* **GESTELLTE AUFGABE A**
Von welcher Zeitschrift wurde Zimmerman laut dem Auszug über seinen Glaubenswandel interviewt?
* **GESTELLTE AUFGABE B**
Gib aus dem Auszug über Zimmermans Glaubenswandel den Abschnitt wortgetreu wieder, der mit „Er fand Trost“ beginnt und mit „Pastor zu werden.“ endet.

* **AUSZUG**
--*--

Zimmermans Wandel war keine Kleinigkeit. Er wurde von der katholischen Zeitschrift Southern Nebraska Register über seine neu gefundenen katholischen Überzeugungen interviewt. In dem Artikel über Zimmerman wird sein Wandel wie folgt beschrieben:

Er fand Trost in der biblischen Grundlage und der intellektuellen Tiefe des protestantischen Glaubens. Sein leidenschaftliches Interesse an der Heiligen Schrift und der Theologie veranlasste Freunde und Pastoren, ihn zu ermutigen, selbst Pastor zu werden.

Zimmermans spirituelle Reise nahm jedoch eine unerwartete Wendung, als er sich mit den Schriften der frühen Kirchenväter befasste. Die alten Texte enthielten tiefgründige Erkenntnisse, die sein bestehendes theologisches Weltbild in Frage stellten. Eine Persönlichkeit, die Zimmermans Aufmerksamkeit auf sich zog, war der heilige Athanasius, insbesondere seine Schriften über die Menschwerdung Gottes.

Während seines Studiums am Midwest Baptist Theological Seminary in Kansas City stellte Zimmerman seine protestantische Identität in Frage, als er sich tiefer in theologische Untersuchungen vertiefte.

--*--

* **BEREITGESTELLTE DATEN**

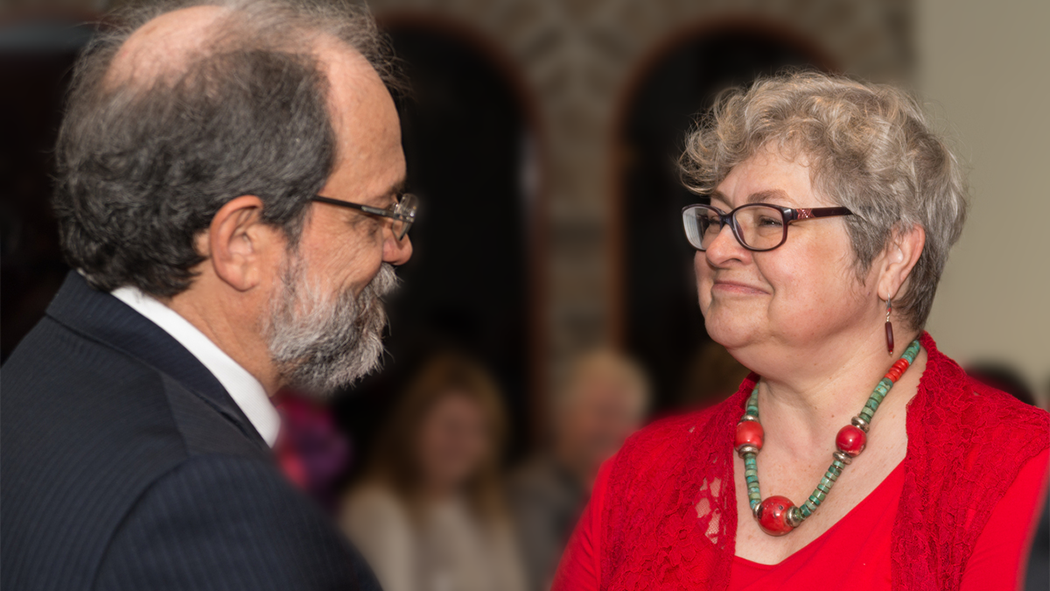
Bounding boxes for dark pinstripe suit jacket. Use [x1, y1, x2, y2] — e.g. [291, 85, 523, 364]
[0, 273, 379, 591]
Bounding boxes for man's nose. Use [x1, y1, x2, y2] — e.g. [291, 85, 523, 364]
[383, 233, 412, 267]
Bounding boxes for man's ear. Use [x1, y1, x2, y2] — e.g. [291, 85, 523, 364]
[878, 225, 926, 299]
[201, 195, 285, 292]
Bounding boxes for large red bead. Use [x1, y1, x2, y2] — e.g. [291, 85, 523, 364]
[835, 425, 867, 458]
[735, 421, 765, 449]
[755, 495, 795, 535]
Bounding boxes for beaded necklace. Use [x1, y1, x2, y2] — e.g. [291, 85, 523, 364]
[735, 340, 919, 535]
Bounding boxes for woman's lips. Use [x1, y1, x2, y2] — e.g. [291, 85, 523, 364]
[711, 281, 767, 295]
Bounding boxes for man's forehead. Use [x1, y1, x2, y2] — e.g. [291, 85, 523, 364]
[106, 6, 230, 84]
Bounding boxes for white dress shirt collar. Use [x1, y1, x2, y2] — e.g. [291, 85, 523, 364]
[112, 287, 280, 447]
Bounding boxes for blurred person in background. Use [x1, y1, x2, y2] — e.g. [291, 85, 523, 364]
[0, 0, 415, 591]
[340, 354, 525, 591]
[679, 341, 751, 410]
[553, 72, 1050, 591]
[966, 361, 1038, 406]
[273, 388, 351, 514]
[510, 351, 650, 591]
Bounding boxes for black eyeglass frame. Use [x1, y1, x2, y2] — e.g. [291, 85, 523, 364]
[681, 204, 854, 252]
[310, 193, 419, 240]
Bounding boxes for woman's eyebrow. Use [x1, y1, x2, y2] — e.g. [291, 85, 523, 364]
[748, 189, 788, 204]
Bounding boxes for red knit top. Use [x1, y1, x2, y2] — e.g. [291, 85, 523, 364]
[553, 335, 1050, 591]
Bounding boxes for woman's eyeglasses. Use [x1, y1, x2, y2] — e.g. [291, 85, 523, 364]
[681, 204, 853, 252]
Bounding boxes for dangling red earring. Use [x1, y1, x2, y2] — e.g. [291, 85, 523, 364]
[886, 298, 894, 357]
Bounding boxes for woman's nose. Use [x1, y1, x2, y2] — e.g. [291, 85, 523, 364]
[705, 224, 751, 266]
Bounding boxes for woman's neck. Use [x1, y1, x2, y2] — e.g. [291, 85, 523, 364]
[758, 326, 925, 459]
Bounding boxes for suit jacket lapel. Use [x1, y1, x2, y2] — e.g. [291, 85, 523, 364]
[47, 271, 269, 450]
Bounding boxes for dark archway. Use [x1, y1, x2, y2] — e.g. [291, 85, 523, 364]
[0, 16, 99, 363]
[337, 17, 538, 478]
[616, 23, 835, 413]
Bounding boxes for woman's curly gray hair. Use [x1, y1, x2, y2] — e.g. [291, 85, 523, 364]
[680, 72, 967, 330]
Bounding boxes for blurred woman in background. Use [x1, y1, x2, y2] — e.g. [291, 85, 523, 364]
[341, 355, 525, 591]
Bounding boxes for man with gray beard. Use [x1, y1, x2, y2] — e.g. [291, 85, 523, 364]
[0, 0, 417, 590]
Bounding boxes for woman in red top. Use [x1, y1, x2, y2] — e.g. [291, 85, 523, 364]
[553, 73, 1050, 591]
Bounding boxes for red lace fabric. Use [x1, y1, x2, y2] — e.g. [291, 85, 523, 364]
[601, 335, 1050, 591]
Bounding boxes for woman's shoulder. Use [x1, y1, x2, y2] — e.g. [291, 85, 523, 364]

--*--

* **LÖSUNG A**
Von der katholischen Zeitschrift Southern Nebraska Register.

* **LÖSUNG B**
Er fand Trost in der biblischen Grundlage und der intellektuellen Tiefe des protestantischen Glaubens. Sein leidenschaftliches Interesse an der Heiligen Schrift und der Theologie veranlasste Freunde und Pastoren, ihn zu ermutigen, selbst Pastor zu werden.